● Work to be completed: Copy nothing before the line containing "of the taiko". Reproduce that line and all that follow, exactly, through the end of the records.

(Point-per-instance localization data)
______________________________

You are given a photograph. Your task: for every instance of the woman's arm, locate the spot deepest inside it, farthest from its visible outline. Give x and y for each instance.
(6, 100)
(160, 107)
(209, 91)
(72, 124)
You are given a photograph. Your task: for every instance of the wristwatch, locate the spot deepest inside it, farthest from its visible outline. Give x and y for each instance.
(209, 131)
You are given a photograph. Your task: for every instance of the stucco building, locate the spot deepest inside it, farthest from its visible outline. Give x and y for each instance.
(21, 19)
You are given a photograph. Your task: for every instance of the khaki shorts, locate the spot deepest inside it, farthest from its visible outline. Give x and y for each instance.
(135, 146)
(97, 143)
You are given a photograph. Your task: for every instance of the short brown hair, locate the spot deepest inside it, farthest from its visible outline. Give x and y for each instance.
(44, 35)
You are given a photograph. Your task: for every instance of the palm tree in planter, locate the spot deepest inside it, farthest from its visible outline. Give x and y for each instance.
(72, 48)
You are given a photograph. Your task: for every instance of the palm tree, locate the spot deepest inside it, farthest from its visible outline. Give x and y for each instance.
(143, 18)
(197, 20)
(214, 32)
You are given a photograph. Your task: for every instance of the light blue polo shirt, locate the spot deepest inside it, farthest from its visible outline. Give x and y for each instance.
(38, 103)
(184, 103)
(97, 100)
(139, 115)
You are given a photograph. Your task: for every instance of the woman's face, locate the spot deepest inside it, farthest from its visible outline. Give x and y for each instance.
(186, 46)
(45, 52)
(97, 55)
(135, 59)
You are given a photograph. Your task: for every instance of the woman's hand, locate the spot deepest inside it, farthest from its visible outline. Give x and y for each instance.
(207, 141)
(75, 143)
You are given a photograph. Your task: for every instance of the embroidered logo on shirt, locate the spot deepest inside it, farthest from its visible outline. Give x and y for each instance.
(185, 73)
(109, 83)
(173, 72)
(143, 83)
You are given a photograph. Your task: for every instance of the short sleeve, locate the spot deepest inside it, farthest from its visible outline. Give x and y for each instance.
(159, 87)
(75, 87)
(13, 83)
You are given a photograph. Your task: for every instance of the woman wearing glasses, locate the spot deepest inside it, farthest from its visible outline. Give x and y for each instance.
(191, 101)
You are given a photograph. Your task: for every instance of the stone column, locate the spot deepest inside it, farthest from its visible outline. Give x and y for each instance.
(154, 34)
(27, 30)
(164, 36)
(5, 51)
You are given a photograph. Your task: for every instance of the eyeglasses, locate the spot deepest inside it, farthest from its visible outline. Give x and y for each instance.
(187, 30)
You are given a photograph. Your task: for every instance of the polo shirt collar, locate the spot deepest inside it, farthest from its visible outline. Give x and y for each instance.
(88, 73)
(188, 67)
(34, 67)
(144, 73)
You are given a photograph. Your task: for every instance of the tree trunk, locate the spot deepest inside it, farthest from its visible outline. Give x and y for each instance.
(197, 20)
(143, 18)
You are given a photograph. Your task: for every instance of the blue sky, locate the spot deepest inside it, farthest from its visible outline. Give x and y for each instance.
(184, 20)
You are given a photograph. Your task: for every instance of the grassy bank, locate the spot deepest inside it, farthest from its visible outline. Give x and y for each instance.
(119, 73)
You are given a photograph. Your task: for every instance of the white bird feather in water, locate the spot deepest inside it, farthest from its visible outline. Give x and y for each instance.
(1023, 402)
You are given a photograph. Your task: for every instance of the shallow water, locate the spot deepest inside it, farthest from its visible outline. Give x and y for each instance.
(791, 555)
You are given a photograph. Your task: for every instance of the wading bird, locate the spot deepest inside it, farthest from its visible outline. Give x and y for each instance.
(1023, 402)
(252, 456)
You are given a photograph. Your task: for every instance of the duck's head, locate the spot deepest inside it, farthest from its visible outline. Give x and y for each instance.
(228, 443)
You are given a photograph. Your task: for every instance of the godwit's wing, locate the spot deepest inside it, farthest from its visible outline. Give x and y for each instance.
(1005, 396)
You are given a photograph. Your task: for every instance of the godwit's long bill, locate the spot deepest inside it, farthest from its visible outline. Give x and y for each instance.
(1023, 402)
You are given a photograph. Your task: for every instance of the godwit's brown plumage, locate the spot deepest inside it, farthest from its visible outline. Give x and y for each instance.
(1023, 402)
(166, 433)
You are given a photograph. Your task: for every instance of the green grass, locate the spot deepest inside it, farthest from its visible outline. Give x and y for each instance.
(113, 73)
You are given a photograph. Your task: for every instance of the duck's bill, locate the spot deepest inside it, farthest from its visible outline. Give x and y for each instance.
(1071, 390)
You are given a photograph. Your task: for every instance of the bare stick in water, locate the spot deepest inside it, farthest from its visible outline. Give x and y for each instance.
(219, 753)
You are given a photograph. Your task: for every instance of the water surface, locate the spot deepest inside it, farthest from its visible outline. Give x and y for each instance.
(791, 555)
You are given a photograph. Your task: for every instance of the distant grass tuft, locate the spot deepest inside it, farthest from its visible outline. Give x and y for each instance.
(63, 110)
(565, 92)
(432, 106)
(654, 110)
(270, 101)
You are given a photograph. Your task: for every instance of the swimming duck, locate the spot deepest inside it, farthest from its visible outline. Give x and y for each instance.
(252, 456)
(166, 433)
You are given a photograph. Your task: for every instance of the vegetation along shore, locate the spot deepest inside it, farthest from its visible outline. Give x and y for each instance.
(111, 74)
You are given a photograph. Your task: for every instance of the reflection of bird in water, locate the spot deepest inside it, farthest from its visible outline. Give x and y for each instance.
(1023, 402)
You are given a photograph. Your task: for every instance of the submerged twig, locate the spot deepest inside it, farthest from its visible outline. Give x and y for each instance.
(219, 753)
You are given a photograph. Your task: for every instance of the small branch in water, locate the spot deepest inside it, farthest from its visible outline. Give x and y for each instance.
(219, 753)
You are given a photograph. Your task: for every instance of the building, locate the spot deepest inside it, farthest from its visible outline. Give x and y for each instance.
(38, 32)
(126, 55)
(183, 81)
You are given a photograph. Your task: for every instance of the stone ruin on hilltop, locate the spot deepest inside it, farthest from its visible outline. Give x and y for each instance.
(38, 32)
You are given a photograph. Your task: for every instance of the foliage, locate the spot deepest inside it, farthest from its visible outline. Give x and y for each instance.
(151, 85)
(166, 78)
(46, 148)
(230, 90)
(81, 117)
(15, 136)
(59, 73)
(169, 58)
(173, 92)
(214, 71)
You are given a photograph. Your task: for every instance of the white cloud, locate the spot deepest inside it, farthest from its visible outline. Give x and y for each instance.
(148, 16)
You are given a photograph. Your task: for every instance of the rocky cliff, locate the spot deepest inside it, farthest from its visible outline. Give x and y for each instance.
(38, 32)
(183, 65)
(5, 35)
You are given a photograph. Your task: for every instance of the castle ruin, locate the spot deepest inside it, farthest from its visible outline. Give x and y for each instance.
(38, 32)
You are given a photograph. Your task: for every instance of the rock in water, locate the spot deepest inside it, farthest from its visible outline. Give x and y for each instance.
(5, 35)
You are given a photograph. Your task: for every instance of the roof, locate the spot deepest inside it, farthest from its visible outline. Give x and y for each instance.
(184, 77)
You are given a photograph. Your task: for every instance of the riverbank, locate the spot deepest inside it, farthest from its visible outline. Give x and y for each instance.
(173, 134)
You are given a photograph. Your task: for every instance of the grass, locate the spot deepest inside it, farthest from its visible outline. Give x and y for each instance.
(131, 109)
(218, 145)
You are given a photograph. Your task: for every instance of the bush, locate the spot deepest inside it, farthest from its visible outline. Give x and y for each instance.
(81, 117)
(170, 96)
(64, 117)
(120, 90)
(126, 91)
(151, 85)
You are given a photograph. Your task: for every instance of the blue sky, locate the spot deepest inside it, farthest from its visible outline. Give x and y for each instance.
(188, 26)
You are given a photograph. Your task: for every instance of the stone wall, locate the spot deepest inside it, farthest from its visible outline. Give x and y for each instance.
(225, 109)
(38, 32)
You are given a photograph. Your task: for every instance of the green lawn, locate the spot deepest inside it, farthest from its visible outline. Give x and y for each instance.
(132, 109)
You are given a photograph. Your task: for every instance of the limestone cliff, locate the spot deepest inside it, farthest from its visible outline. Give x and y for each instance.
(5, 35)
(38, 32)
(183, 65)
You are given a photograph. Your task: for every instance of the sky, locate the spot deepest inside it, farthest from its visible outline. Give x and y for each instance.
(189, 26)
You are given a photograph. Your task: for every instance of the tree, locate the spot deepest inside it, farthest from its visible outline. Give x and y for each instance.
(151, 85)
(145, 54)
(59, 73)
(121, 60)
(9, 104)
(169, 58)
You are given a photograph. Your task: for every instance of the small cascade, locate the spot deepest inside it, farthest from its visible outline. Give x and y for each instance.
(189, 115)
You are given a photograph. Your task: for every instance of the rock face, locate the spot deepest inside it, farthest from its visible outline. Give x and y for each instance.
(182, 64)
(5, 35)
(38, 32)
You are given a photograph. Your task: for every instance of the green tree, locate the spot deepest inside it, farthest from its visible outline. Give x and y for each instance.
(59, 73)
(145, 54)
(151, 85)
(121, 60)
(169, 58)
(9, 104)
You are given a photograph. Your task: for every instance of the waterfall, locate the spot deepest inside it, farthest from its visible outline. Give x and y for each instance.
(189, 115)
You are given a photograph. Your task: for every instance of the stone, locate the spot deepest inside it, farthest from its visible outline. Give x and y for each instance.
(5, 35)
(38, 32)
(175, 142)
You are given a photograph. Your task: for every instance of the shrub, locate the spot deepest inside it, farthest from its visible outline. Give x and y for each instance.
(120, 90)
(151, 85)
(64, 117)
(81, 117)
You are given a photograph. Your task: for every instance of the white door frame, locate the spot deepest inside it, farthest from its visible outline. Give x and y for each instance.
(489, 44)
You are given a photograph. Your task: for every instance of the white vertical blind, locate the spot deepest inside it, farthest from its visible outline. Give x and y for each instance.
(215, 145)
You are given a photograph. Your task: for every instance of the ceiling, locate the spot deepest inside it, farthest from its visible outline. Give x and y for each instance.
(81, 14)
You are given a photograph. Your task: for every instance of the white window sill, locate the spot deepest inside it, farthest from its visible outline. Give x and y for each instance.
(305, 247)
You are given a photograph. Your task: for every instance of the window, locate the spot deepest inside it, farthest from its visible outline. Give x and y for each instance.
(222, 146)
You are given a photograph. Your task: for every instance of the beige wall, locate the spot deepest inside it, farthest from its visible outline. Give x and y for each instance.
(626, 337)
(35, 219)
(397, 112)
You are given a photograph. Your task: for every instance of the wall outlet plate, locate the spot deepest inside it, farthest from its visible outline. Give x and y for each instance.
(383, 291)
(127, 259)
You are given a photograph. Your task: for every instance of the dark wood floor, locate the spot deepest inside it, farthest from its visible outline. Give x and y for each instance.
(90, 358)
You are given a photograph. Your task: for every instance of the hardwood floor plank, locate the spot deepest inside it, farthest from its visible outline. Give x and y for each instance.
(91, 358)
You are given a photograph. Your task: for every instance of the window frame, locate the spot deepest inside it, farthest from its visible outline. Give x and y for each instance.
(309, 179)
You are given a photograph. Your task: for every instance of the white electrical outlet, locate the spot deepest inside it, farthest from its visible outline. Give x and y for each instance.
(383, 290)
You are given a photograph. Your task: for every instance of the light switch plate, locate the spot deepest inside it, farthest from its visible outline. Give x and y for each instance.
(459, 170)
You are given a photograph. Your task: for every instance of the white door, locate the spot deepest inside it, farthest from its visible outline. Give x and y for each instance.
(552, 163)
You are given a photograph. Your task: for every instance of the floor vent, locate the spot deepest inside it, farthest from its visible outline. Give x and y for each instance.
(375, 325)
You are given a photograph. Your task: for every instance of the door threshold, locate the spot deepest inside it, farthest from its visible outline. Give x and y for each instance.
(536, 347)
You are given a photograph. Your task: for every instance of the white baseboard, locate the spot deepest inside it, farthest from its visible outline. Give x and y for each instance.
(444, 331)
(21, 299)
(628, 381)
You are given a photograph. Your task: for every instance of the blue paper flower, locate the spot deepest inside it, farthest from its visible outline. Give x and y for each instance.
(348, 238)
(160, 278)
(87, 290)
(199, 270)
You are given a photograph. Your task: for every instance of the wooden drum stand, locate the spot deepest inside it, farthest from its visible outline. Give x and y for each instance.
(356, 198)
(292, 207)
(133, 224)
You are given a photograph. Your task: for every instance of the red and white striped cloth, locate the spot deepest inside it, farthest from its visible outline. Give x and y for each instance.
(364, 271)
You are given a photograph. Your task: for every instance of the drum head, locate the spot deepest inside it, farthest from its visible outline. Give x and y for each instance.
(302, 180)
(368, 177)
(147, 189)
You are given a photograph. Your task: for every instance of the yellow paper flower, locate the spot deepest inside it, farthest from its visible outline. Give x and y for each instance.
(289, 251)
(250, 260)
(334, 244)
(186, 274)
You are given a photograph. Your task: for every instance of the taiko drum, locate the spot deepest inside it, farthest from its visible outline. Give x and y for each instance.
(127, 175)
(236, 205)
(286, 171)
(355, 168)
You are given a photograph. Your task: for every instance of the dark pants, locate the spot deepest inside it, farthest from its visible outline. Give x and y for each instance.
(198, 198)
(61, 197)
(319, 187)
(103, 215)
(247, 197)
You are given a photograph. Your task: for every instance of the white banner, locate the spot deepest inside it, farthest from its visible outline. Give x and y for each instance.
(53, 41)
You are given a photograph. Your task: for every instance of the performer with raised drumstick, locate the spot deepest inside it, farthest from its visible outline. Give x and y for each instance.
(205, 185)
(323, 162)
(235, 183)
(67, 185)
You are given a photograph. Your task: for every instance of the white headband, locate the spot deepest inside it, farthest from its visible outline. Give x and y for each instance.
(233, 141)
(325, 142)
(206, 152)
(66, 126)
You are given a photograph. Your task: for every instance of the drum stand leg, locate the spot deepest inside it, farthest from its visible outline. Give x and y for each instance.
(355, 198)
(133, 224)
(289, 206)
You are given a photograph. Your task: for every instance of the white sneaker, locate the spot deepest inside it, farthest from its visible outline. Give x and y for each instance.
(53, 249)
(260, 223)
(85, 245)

______________________________

● Expected answer:
You are given a photograph. Your task: for every instance of the taiko drum, locate the spot deepest inside it, farthest from its visible outline. Give x and y for each instance.
(127, 175)
(236, 205)
(286, 171)
(355, 168)
You are given a photograph. Your task: for every instance of the dark pants, locate the spot deepest inside it, farthest from its visible outline. Give x and y for each instance.
(198, 198)
(61, 197)
(319, 187)
(103, 215)
(247, 197)
You are given a photograph. Your task: for every instance of the white banner, locate the spot deepest inside it, farthest from its visible outline. Give x and y for each instance.
(53, 41)
You are given a photograph. Your task: for every instance of the performer with raised drumstick, locate the spot deepest inside it, farthest from its visible outline. Give x and y for each instance.
(205, 185)
(323, 162)
(235, 183)
(67, 185)
You are given a photograph. Your task: for every instance of the white headband, locate the spot deepest inside it, farthest from its visible outline. Give x and y for each instance.
(233, 141)
(325, 142)
(206, 152)
(66, 126)
You are given a photograph. Your task: for every instance of the drum stand leg, locate the spot deepest inside it, farthest from its visible outline. Give x and y for each instance.
(355, 198)
(133, 224)
(289, 206)
You are given a photograph. Your task: for every instance of the white sneaker, locate the spot deepest inside it, farthest from its visible outline. Give x and y for each instance.
(53, 249)
(260, 223)
(85, 245)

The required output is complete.